◆ AIM OF THE EXERCISE ◆
Copy the stretch of material below from its first line through the line that contains "top-left (328, 306), bottom-right (500, 354)", with both ends included. Leave the pictures out of your copy.

◆ DATA LISTING ◆
* START *

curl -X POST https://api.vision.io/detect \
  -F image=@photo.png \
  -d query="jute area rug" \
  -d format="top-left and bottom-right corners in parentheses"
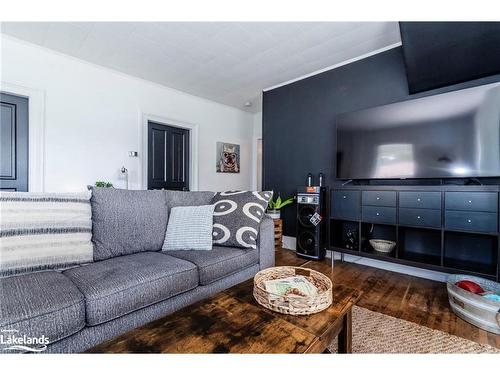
top-left (328, 306), bottom-right (500, 354)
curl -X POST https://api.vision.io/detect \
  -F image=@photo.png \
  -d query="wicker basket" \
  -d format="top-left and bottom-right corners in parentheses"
top-left (253, 267), bottom-right (333, 315)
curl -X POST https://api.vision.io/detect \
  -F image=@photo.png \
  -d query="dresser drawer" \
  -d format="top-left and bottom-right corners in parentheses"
top-left (362, 206), bottom-right (396, 224)
top-left (330, 190), bottom-right (361, 220)
top-left (445, 192), bottom-right (498, 212)
top-left (445, 210), bottom-right (498, 233)
top-left (399, 208), bottom-right (441, 228)
top-left (363, 191), bottom-right (396, 207)
top-left (399, 191), bottom-right (441, 210)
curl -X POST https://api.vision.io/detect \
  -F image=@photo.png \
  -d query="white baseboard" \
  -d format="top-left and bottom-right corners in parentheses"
top-left (283, 236), bottom-right (448, 282)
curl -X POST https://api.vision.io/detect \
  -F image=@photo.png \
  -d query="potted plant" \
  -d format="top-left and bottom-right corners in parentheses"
top-left (267, 195), bottom-right (293, 219)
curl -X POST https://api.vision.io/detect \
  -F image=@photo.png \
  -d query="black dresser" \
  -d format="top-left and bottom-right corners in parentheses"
top-left (328, 185), bottom-right (500, 280)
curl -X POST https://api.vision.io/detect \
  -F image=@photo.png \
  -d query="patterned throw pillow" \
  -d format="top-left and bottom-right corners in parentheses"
top-left (212, 191), bottom-right (273, 249)
top-left (162, 205), bottom-right (214, 251)
top-left (0, 191), bottom-right (93, 276)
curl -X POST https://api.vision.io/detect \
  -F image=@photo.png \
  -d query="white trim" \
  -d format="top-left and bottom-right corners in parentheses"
top-left (262, 42), bottom-right (402, 92)
top-left (139, 112), bottom-right (198, 191)
top-left (283, 236), bottom-right (449, 282)
top-left (0, 81), bottom-right (45, 192)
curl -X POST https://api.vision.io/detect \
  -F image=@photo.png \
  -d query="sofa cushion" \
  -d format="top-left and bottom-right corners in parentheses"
top-left (0, 191), bottom-right (93, 276)
top-left (0, 271), bottom-right (85, 350)
top-left (212, 191), bottom-right (273, 249)
top-left (91, 188), bottom-right (168, 260)
top-left (164, 246), bottom-right (259, 285)
top-left (165, 190), bottom-right (215, 209)
top-left (64, 252), bottom-right (198, 326)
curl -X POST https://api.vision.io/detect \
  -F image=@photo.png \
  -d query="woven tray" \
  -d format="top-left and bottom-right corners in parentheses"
top-left (253, 267), bottom-right (333, 315)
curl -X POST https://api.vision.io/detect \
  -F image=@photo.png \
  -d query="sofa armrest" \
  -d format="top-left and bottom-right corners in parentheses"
top-left (257, 215), bottom-right (275, 270)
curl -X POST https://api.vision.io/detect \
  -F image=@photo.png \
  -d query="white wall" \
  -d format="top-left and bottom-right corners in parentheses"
top-left (0, 35), bottom-right (254, 191)
top-left (252, 111), bottom-right (262, 190)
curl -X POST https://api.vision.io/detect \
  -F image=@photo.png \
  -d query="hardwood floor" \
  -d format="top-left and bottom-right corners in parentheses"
top-left (276, 249), bottom-right (500, 349)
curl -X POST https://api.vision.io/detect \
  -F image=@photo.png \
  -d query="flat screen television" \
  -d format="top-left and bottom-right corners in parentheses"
top-left (336, 84), bottom-right (500, 179)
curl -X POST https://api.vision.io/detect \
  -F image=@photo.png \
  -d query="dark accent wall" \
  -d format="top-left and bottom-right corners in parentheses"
top-left (262, 47), bottom-right (500, 236)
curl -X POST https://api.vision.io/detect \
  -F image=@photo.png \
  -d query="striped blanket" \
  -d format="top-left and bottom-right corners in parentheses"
top-left (0, 191), bottom-right (93, 276)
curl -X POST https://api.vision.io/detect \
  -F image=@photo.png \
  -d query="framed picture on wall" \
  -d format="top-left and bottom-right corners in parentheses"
top-left (216, 142), bottom-right (240, 173)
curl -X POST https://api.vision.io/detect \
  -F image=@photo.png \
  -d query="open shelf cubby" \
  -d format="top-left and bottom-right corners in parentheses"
top-left (444, 232), bottom-right (498, 276)
top-left (361, 223), bottom-right (397, 258)
top-left (398, 227), bottom-right (441, 266)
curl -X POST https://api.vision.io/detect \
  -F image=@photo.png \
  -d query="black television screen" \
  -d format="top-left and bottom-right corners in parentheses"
top-left (336, 84), bottom-right (500, 179)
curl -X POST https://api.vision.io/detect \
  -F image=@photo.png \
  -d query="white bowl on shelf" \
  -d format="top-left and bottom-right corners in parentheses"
top-left (369, 239), bottom-right (396, 254)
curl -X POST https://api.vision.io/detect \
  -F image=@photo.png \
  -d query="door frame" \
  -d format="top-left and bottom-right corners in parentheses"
top-left (0, 81), bottom-right (45, 192)
top-left (139, 112), bottom-right (198, 191)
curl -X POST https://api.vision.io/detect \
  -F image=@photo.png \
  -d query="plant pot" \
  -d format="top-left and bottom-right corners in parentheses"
top-left (267, 210), bottom-right (281, 219)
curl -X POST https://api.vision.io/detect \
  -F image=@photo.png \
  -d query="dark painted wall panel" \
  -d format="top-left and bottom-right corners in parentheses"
top-left (262, 47), bottom-right (500, 236)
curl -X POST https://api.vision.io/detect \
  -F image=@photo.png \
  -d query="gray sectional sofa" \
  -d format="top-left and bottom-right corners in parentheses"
top-left (0, 190), bottom-right (274, 353)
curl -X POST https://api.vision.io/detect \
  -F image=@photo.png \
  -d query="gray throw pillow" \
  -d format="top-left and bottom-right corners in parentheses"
top-left (90, 187), bottom-right (168, 261)
top-left (162, 205), bottom-right (214, 251)
top-left (212, 191), bottom-right (273, 249)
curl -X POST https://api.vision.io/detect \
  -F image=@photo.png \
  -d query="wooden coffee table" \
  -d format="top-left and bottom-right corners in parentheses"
top-left (88, 274), bottom-right (362, 353)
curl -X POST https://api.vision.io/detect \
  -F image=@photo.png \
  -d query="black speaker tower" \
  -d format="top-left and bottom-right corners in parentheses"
top-left (296, 186), bottom-right (328, 260)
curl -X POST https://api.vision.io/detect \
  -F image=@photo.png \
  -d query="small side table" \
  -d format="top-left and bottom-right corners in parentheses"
top-left (273, 219), bottom-right (283, 249)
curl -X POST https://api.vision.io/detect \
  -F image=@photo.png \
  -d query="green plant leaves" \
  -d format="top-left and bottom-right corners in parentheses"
top-left (268, 196), bottom-right (294, 210)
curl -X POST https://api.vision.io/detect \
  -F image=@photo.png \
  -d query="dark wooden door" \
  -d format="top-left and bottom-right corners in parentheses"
top-left (0, 93), bottom-right (28, 191)
top-left (148, 121), bottom-right (189, 190)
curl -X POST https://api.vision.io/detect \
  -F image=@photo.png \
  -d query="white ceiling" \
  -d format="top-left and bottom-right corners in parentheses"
top-left (1, 22), bottom-right (401, 112)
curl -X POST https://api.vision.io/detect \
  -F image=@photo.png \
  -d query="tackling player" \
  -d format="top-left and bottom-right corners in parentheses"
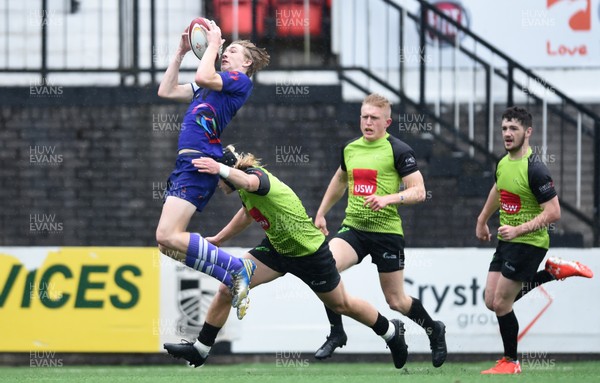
top-left (164, 147), bottom-right (407, 368)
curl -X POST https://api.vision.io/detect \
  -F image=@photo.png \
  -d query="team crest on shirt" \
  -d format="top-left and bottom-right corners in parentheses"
top-left (500, 190), bottom-right (521, 214)
top-left (248, 207), bottom-right (271, 230)
top-left (352, 169), bottom-right (377, 196)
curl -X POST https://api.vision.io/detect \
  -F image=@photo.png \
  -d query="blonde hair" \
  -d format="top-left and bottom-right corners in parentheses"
top-left (362, 93), bottom-right (392, 117)
top-left (231, 40), bottom-right (271, 77)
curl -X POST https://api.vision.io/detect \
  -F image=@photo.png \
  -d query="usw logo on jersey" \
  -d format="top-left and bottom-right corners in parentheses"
top-left (500, 190), bottom-right (521, 214)
top-left (352, 169), bottom-right (377, 196)
top-left (248, 207), bottom-right (271, 230)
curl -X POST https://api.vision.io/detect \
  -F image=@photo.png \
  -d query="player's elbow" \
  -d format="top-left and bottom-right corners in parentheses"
top-left (414, 186), bottom-right (427, 202)
top-left (157, 86), bottom-right (173, 99)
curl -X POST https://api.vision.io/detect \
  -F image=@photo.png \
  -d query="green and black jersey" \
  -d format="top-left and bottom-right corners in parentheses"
top-left (496, 148), bottom-right (556, 249)
top-left (340, 133), bottom-right (419, 235)
top-left (238, 167), bottom-right (325, 257)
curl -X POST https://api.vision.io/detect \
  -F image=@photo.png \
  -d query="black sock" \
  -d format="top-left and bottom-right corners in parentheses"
top-left (371, 313), bottom-right (390, 336)
top-left (496, 311), bottom-right (519, 360)
top-left (325, 306), bottom-right (344, 334)
top-left (406, 298), bottom-right (435, 336)
top-left (198, 322), bottom-right (221, 347)
top-left (515, 270), bottom-right (554, 302)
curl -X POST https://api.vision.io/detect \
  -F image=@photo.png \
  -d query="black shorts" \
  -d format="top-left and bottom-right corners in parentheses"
top-left (489, 241), bottom-right (548, 282)
top-left (335, 226), bottom-right (404, 273)
top-left (249, 238), bottom-right (340, 293)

* END *

◆ WORKED ANSWER ◆
curl -X POST https://api.vision.io/detect \
  -F image=@photo.png \
  -d query="jute area rug" \
  -d format="top-left and bottom-right corners in parentheses"
top-left (328, 306), bottom-right (500, 354)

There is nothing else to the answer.